■ **TEXT**
------------------------------
Future-House / paper-qa

High accuracy RAG for answering questions from scientific documents with citations
Apache License 2.0
6.44k stars 617 forks source link

JSON Schema #700

Open cclark1e opened 3 days ago

cclark1e commented 3 days ago

Hi all,

Thank you for your excellent work on PaperQA2.

OpenAI provides an option for a JSON schema that the LLM must respond with. (https://openai.com/index/introducing-structured-outputs-in-the-api/)

Is it possible to pass this option through paperQA2 so the final response fits within this schema?

dosubot[bot] commented 3 days ago

Hey @cclark1e, I'm here to help you with any questions or issues you have with PaperQA2. Let's tackle this together!

I couldn't find a direct configuration option in PaperQA2 to specify a JSON schema for the output format. However, there is a reference in the paperqa/docs.py file indicating an intention to specify a JSON schema when many LLM providers support it. The code attempts to parse JSON from a response, which suggests some level of handling for structured outputs [1].
------------------------------
■ **ENTRIES PROVIDED**

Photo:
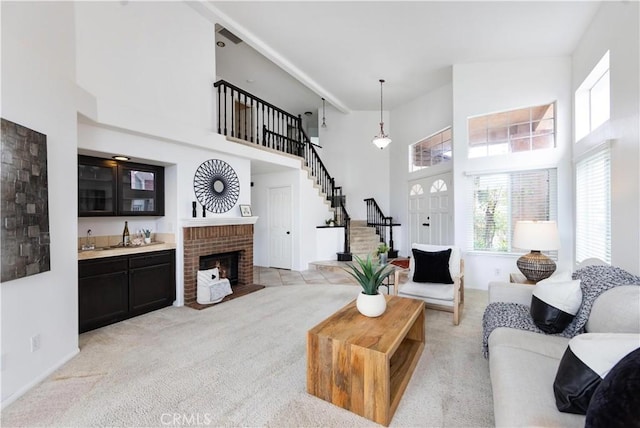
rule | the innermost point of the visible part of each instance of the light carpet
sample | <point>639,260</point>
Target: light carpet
<point>243,363</point>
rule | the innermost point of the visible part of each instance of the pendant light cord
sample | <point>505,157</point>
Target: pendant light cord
<point>381,82</point>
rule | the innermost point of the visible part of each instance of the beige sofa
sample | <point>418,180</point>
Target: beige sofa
<point>523,364</point>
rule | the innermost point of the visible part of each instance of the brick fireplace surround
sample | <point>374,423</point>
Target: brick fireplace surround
<point>206,240</point>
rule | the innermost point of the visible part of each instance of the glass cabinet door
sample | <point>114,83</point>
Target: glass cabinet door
<point>141,190</point>
<point>96,187</point>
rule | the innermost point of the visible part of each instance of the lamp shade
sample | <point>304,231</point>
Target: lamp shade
<point>536,235</point>
<point>381,141</point>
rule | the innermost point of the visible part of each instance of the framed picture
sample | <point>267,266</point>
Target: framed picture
<point>245,210</point>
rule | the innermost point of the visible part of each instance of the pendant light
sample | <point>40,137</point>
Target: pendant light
<point>382,140</point>
<point>324,123</point>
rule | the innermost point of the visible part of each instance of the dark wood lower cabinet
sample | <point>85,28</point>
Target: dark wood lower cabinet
<point>116,288</point>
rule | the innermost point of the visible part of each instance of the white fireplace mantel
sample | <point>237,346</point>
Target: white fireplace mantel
<point>217,221</point>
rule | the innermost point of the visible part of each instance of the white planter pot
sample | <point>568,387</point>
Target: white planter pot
<point>371,306</point>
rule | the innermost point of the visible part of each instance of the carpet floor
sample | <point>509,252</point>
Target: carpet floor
<point>243,363</point>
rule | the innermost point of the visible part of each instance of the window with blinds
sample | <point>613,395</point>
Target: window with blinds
<point>593,207</point>
<point>521,130</point>
<point>500,200</point>
<point>431,151</point>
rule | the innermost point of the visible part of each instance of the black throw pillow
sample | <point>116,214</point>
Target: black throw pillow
<point>616,402</point>
<point>588,359</point>
<point>554,304</point>
<point>432,266</point>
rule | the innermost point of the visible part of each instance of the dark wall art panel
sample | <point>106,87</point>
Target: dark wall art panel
<point>25,207</point>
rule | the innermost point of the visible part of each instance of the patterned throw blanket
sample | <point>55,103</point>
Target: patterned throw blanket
<point>594,280</point>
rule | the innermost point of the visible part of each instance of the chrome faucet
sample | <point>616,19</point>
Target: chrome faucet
<point>88,244</point>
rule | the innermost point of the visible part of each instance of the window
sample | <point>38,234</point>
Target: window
<point>592,99</point>
<point>431,151</point>
<point>499,200</point>
<point>438,186</point>
<point>416,190</point>
<point>521,130</point>
<point>593,207</point>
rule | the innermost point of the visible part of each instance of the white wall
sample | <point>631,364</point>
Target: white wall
<point>413,122</point>
<point>137,55</point>
<point>498,86</point>
<point>615,28</point>
<point>182,161</point>
<point>308,208</point>
<point>38,90</point>
<point>357,165</point>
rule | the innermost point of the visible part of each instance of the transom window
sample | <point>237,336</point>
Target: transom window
<point>431,151</point>
<point>500,200</point>
<point>513,131</point>
<point>416,190</point>
<point>438,186</point>
<point>592,99</point>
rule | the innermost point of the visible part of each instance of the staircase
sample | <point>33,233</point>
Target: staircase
<point>246,117</point>
<point>364,240</point>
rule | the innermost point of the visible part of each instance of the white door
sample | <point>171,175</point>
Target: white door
<point>280,248</point>
<point>430,213</point>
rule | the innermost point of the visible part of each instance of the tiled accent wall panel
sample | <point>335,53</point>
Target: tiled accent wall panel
<point>25,202</point>
<point>203,241</point>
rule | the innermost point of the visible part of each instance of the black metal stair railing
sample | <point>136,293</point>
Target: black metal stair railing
<point>244,116</point>
<point>334,194</point>
<point>382,224</point>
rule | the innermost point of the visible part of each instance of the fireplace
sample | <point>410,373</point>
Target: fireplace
<point>203,241</point>
<point>227,263</point>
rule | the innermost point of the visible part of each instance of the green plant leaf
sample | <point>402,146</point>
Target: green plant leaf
<point>368,273</point>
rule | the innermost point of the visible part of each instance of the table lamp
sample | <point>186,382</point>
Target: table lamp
<point>536,236</point>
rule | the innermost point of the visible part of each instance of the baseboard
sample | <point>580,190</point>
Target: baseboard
<point>19,393</point>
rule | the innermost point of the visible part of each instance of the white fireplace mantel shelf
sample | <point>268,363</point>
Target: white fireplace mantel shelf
<point>217,221</point>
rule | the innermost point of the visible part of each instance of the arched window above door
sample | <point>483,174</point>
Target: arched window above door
<point>416,190</point>
<point>439,186</point>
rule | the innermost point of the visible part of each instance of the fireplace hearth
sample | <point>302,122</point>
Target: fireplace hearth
<point>227,263</point>
<point>205,241</point>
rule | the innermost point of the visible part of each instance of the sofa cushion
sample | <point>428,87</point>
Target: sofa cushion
<point>555,303</point>
<point>616,402</point>
<point>432,266</point>
<point>616,311</point>
<point>521,381</point>
<point>443,292</point>
<point>587,360</point>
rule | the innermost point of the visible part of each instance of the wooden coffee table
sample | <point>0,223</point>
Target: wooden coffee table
<point>364,364</point>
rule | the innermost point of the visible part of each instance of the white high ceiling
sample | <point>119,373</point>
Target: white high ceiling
<point>339,50</point>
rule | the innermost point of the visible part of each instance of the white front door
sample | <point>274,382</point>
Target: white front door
<point>430,213</point>
<point>280,237</point>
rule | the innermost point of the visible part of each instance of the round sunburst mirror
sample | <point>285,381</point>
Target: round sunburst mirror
<point>216,186</point>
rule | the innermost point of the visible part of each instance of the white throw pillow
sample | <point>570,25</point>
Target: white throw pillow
<point>555,303</point>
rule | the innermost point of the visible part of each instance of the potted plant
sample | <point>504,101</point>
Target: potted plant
<point>381,252</point>
<point>369,275</point>
<point>147,236</point>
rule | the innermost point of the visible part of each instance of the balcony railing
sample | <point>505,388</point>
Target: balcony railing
<point>246,117</point>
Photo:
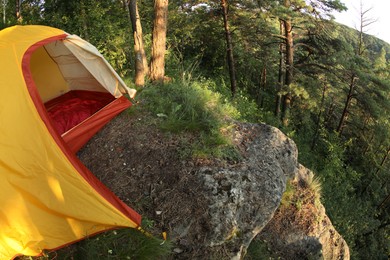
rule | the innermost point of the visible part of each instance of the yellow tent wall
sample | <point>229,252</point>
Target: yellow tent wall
<point>46,75</point>
<point>48,198</point>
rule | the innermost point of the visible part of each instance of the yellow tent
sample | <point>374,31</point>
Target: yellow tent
<point>48,197</point>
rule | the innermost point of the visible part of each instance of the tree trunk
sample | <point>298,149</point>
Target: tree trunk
<point>383,161</point>
<point>282,72</point>
<point>157,66</point>
<point>84,20</point>
<point>344,115</point>
<point>315,137</point>
<point>263,85</point>
<point>232,70</point>
<point>4,13</point>
<point>18,11</point>
<point>138,44</point>
<point>289,71</point>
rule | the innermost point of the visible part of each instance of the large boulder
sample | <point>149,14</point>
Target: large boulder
<point>210,208</point>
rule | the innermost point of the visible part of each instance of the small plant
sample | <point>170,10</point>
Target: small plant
<point>288,195</point>
<point>193,107</point>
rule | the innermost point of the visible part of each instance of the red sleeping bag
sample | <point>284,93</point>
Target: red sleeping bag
<point>72,108</point>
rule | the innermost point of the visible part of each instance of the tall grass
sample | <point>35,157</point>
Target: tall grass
<point>193,107</point>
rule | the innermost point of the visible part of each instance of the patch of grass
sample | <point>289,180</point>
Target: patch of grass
<point>126,243</point>
<point>193,107</point>
<point>258,249</point>
<point>288,195</point>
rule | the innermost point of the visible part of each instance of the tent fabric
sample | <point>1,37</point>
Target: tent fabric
<point>48,197</point>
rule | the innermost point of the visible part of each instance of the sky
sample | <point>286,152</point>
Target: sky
<point>380,11</point>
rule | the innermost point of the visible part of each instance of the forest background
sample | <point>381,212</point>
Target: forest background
<point>282,62</point>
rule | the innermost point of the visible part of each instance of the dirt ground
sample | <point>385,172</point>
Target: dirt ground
<point>147,169</point>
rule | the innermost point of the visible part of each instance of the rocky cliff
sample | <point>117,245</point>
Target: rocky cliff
<point>213,208</point>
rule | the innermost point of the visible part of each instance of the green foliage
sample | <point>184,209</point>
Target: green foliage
<point>259,250</point>
<point>288,195</point>
<point>124,244</point>
<point>193,107</point>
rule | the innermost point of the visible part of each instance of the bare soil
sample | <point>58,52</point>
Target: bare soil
<point>152,172</point>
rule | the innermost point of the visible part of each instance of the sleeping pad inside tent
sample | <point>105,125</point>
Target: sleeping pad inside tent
<point>56,92</point>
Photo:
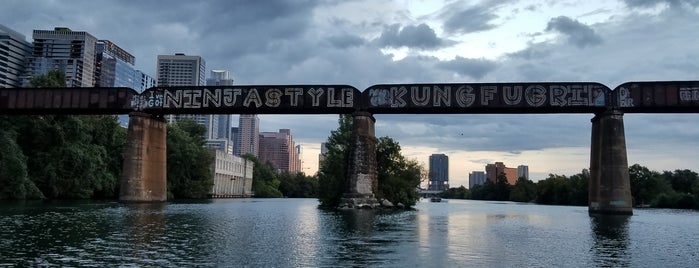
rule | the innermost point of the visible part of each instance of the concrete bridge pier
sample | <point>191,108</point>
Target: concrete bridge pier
<point>609,186</point>
<point>362,164</point>
<point>144,174</point>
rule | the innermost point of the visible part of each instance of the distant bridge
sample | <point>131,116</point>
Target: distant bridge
<point>144,175</point>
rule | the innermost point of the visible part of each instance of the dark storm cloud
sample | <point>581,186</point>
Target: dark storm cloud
<point>531,52</point>
<point>420,36</point>
<point>506,133</point>
<point>474,68</point>
<point>578,34</point>
<point>460,19</point>
<point>653,3</point>
<point>343,41</point>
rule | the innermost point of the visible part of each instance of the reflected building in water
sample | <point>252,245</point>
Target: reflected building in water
<point>439,173</point>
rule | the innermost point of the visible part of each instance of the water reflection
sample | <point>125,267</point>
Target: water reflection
<point>611,240</point>
<point>145,223</point>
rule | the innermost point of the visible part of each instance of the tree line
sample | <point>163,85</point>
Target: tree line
<point>397,176</point>
<point>667,189</point>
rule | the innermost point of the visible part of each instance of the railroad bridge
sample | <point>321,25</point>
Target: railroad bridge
<point>144,170</point>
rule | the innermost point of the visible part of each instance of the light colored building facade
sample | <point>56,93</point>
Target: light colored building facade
<point>70,51</point>
<point>278,148</point>
<point>492,172</point>
<point>221,78</point>
<point>523,172</point>
<point>14,51</point>
<point>323,153</point>
<point>142,81</point>
<point>248,138</point>
<point>439,173</point>
<point>232,175</point>
<point>186,70</point>
<point>476,178</point>
<point>114,66</point>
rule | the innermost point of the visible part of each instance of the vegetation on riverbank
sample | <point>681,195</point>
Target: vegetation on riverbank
<point>397,176</point>
<point>669,189</point>
<point>59,156</point>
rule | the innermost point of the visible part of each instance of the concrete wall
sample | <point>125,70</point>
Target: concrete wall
<point>609,187</point>
<point>144,176</point>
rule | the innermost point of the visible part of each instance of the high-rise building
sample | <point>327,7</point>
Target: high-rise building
<point>180,70</point>
<point>221,78</point>
<point>476,178</point>
<point>278,148</point>
<point>184,70</point>
<point>248,139</point>
<point>232,175</point>
<point>439,172</point>
<point>114,67</point>
<point>142,81</point>
<point>14,50</point>
<point>67,50</point>
<point>523,172</point>
<point>492,171</point>
<point>323,153</point>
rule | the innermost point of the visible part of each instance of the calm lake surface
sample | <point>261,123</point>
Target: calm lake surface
<point>295,233</point>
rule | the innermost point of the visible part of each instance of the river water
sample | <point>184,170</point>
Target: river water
<point>295,233</point>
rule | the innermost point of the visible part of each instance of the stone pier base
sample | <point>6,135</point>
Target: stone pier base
<point>362,165</point>
<point>144,174</point>
<point>610,187</point>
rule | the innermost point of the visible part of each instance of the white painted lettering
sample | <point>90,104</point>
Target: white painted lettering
<point>535,95</point>
<point>513,95</point>
<point>487,94</point>
<point>558,95</point>
<point>172,101</point>
<point>579,95</point>
<point>315,96</point>
<point>465,96</point>
<point>273,97</point>
<point>420,98</point>
<point>253,96</point>
<point>442,96</point>
<point>230,95</point>
<point>212,97</point>
<point>194,97</point>
<point>396,96</point>
<point>294,94</point>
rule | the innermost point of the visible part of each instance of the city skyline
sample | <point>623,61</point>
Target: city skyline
<point>366,42</point>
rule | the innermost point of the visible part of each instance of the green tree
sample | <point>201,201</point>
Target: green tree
<point>646,185</point>
<point>554,190</point>
<point>14,179</point>
<point>265,182</point>
<point>298,185</point>
<point>456,193</point>
<point>398,178</point>
<point>63,158</point>
<point>579,188</point>
<point>524,190</point>
<point>681,180</point>
<point>189,172</point>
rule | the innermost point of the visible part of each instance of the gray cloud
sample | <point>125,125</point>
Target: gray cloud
<point>420,36</point>
<point>474,68</point>
<point>460,19</point>
<point>343,41</point>
<point>577,33</point>
<point>280,42</point>
<point>653,3</point>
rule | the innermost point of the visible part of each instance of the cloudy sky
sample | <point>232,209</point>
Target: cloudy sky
<point>366,42</point>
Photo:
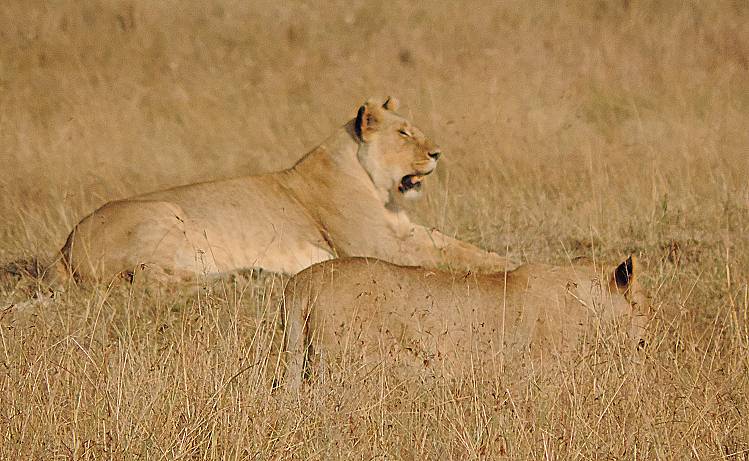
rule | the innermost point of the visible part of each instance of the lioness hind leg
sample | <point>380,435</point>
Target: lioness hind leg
<point>120,237</point>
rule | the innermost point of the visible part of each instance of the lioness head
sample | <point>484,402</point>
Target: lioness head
<point>395,154</point>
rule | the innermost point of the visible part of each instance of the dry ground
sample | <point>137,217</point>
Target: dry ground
<point>597,128</point>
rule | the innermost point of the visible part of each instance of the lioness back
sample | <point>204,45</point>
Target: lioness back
<point>337,200</point>
<point>355,311</point>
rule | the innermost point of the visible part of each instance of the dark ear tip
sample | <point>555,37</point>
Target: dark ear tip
<point>623,273</point>
<point>360,120</point>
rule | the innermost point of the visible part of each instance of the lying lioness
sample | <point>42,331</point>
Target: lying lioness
<point>338,200</point>
<point>365,311</point>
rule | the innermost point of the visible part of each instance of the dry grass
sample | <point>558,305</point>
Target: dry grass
<point>598,128</point>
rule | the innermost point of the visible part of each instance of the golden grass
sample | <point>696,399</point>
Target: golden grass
<point>598,128</point>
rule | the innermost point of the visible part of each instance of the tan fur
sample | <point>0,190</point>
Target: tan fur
<point>338,200</point>
<point>362,312</point>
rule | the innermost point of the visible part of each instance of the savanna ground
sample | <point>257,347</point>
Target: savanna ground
<point>573,128</point>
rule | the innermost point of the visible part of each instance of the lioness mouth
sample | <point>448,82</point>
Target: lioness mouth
<point>410,182</point>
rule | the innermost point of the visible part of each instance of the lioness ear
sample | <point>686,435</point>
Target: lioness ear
<point>624,274</point>
<point>391,104</point>
<point>367,120</point>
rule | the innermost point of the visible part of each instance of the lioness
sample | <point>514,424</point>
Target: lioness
<point>363,312</point>
<point>338,200</point>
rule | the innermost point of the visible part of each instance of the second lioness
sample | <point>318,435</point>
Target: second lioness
<point>362,312</point>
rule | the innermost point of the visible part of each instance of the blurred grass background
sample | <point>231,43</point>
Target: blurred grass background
<point>588,127</point>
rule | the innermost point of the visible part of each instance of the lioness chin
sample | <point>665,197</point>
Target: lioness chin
<point>338,200</point>
<point>355,313</point>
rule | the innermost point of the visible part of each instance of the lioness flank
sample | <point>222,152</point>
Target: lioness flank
<point>335,201</point>
<point>356,313</point>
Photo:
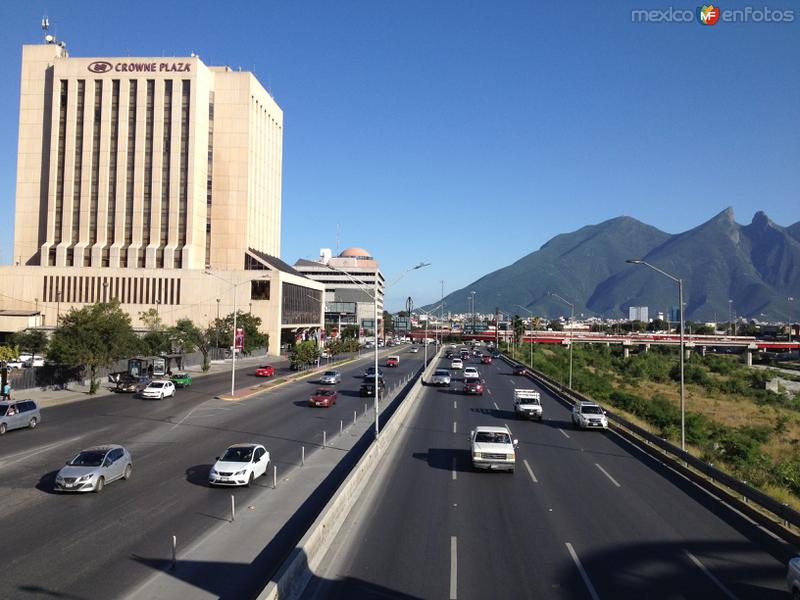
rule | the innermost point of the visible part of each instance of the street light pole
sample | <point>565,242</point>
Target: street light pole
<point>530,312</point>
<point>571,317</point>
<point>679,281</point>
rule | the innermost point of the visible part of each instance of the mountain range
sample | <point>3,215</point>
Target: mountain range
<point>748,270</point>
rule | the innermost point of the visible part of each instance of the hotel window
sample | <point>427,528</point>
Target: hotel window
<point>98,95</point>
<point>131,163</point>
<point>76,179</point>
<point>112,170</point>
<point>62,140</point>
<point>148,167</point>
<point>165,172</point>
<point>184,175</point>
<point>209,174</point>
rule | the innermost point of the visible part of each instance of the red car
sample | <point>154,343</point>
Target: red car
<point>265,371</point>
<point>323,397</point>
<point>474,386</point>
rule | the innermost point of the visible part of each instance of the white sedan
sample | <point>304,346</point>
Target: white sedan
<point>240,465</point>
<point>158,390</point>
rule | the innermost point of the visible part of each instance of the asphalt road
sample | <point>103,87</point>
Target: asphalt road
<point>92,545</point>
<point>585,516</point>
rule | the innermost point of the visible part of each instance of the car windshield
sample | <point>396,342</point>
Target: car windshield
<point>238,454</point>
<point>490,437</point>
<point>88,458</point>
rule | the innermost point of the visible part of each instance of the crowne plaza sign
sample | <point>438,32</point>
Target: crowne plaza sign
<point>103,66</point>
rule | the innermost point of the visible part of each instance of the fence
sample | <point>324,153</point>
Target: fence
<point>784,512</point>
<point>59,376</point>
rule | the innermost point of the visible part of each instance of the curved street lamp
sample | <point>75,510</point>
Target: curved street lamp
<point>679,281</point>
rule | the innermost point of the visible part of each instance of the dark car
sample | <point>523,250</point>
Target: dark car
<point>323,397</point>
<point>368,387</point>
<point>474,386</point>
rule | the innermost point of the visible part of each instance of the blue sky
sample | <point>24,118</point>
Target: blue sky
<point>466,134</point>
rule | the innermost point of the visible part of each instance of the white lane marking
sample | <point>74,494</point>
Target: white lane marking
<point>453,567</point>
<point>530,471</point>
<point>602,470</point>
<point>587,582</point>
<point>20,456</point>
<point>709,574</point>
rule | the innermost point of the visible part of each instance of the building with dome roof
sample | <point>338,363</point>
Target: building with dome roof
<point>349,280</point>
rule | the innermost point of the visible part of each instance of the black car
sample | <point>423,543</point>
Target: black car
<point>368,387</point>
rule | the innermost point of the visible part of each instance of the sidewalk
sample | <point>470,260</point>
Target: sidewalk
<point>75,392</point>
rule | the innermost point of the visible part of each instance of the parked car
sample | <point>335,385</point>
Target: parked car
<point>370,372</point>
<point>441,377</point>
<point>330,377</point>
<point>368,387</point>
<point>265,371</point>
<point>16,414</point>
<point>240,465</point>
<point>474,387</point>
<point>323,397</point>
<point>471,373</point>
<point>158,389</point>
<point>91,469</point>
<point>182,379</point>
<point>493,448</point>
<point>588,415</point>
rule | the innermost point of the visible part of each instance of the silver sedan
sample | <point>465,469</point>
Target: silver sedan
<point>91,469</point>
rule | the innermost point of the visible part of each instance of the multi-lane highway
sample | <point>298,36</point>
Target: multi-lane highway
<point>585,515</point>
<point>102,545</point>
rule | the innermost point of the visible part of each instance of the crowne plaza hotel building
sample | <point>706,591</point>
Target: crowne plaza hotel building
<point>155,181</point>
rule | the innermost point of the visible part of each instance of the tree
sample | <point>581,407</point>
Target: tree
<point>303,354</point>
<point>31,340</point>
<point>222,329</point>
<point>94,337</point>
<point>188,338</point>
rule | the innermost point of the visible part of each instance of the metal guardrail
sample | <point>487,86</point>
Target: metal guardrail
<point>748,493</point>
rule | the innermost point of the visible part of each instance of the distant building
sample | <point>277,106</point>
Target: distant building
<point>638,313</point>
<point>349,281</point>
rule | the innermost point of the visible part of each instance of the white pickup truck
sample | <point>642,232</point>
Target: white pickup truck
<point>527,404</point>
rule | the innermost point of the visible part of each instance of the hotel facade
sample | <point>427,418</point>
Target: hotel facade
<point>154,181</point>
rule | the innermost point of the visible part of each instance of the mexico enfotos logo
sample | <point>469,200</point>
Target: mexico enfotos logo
<point>710,14</point>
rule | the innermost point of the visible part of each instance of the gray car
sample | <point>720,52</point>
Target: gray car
<point>331,377</point>
<point>16,414</point>
<point>91,469</point>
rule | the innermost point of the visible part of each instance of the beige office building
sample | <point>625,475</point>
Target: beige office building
<point>155,181</point>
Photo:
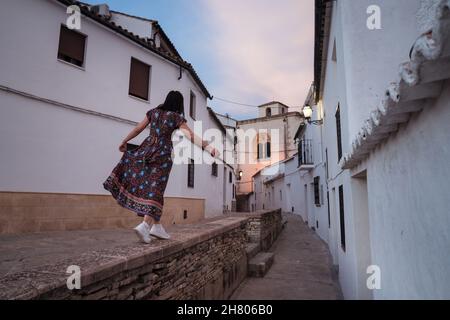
------------------------------
■ **EXERCISE AIM**
Say whether each statement agrees with the JSON Schema thread, giving yes or no and quoting the deciding words of the thread. 1. The reply found a direct configuration option in PaperQA2 for specifying a JSON schema. 2. The reference to specifying a JSON schema is in the paperqa/docs.py file. 3. The code tries to parse JSON from a response. The items are separate material and have nothing to do with the thread.

■ **EXERCISE SOLUTION**
1. No: "I couldn't find a direct configuration option in PaperQA2 to specify a JSON schema for the output format."
2. Yes: "there is a reference in the paperqa/docs.py file indicating an intention to specify a JSON schema"
3. Yes: "The code attempts to parse JSON from a response"